## ИСХОДНЫЙ ОТРЫВОК
---+---

Продолжая эссе, Паули ссылается на математику как на пример приложения концепции бессознательного вне психологии. И действительно, Кеплер, прикладной математик, часто пользовался идеей архетипа. Геометрия для него была «архетипом красоты вселенной»[358]
. Он считал, что математические пропорции «вживлены из вечности в душу человека, сотворённого по образу Создателя»[359]. Как современный пример архетипического фона математических идей, Паули приводит своего первого учителя, Зоммерфельда, чей вклад в атомную теорию включал «поиск простых эмпирических законов, подчиняющихся целым числам». Паули также пишет, что Зоммерфельд «слышал на языке атомного спектра … истинную музыку сфер внутри атома, аккорды интегральных связей, порядок и гармонию, совершенную, несмотря на бесконечное разнообразие»[360]. Зоммерфельдом двигала та же сила, что и Пифагором и Кеплером, хотя для него этот динамизм выражался в орбитах электронов, а не планет. Паули хотел сформулировать общее понятие архетипа так, чтобы включить в него примитивную математическую интуицию, считая математику символическим языком. Обратившись к бесконечному ряду целых чисел и геометрическому континууму как понятиям, стимулирующим воображение, он заключил, что существует архетипический фон, из которого берёт начало вся математика.Это привело его к рассмотрению непрерывности жизни и «суждения Юнга о том, что архетипы передаются по наследству от предков»[361]
. Паули заявил, что влиянием архетипов на эволюцию слишком долго пренебрегали, и современная генетика не даёт ответов на некоторые вопросы[362]. Здесь он бросает вызов неодарвинизму и его концепции бесцельных (случайных) мутаций, цель которой — исключить любую связь с телеологией. Паули задавался вопросом, следует ли учитывать архетип как упорядочивающий фактор в эволюционном процессе. Он утверждал, что неодарвинистская модель не подтверждается ни одним конкретным исследованием. Чтобы она была достоверной, писал он, «необходимо показать, на основе некоей принятой модели, что всё ныне существующее имело достаточные шансы возникнуть в течение эмпирически определённого временного промежутка. Подобных попыток доказательства не предпринималось»[363].Паули обнаружил, что его мысли об эволюции вновь находятся в согласии с его любимым философом, Шопенгауэром, который, комбинируя восточную и западную философию, писал, что Воля пробивается через узкие места в пространстве и времени, таким образом привнося в природу элемент иррационального. Паули обращал особое внимание на иррациональные явления, которые можно было приписать бессознательному, например, относящиеся к парапсихологии, включая экстрасенсорное восприятие и юнгианскую синхронистичность.

---+---

## ЗАДАННОЕ УПРАЖНЕНИЕ A
Масштабируйте все строки из набора данных ниже. Воспроизведите их целиком, включая формулировки, но координаты отмеченных точек в ответах умножьте на 1,95 и округлите до целых, половины округляйте в большую сторону. Числа в образцах вывода оставьте без изменений, а изображения в ответ не включайте.

[Строки из набора данных]
---+---

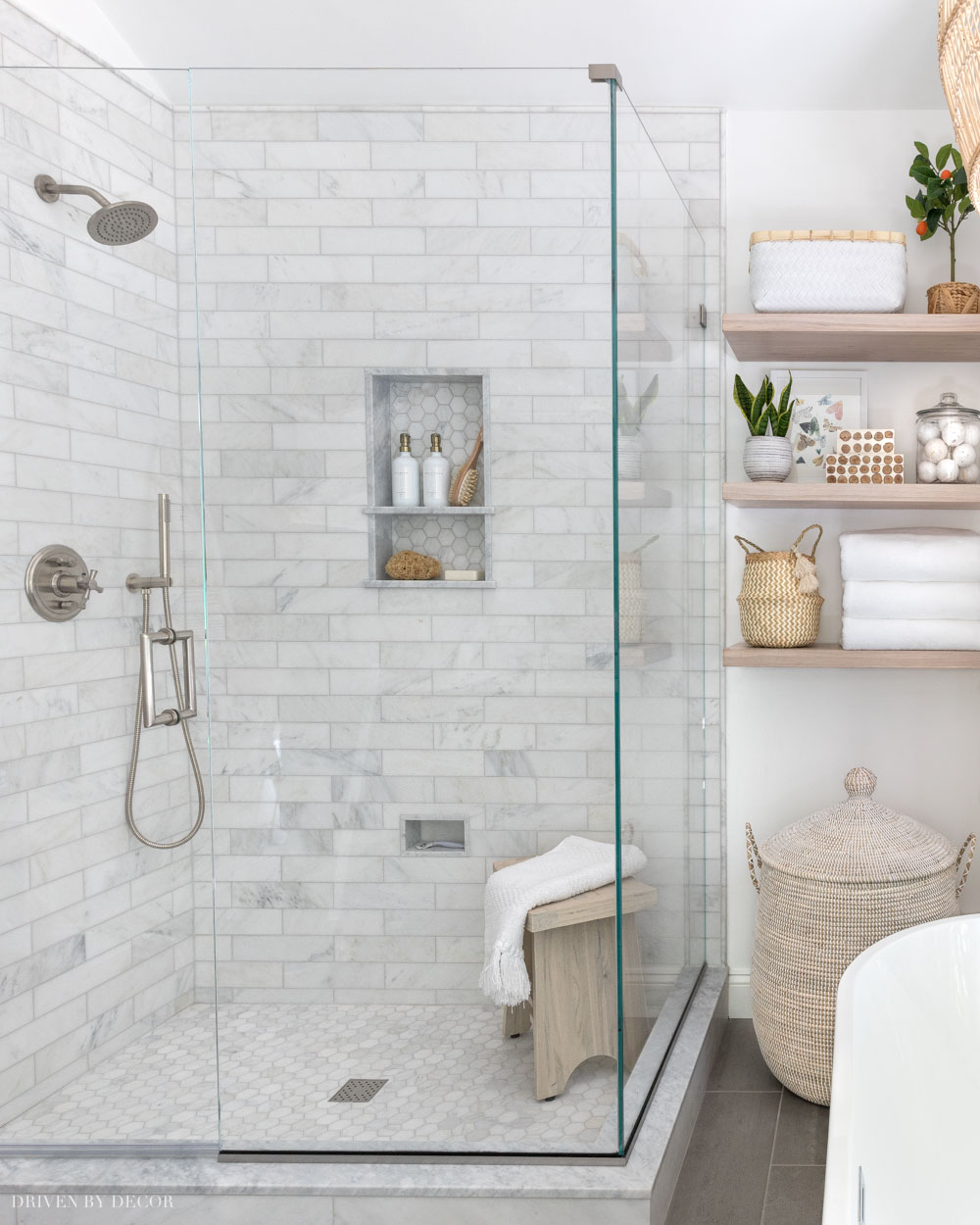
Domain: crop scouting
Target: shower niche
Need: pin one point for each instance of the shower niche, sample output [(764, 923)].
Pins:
[(455, 405)]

---+---

## ЗАДАННОЕ УПРАЖНЕНИЕ B
Кого в отрывке о Паули названо его любимым философом?

## РЕШЕНИЕ ЗАДАНИЯ A
Domain: crop scouting
Target: shower niche
Need: pin one point for each instance of the shower niche, sample output [(764, 923)].
Pins:
[(887, 790)]

## РЕШЕНИЕ ЗАДАНИЯ B
Шопенгауэра.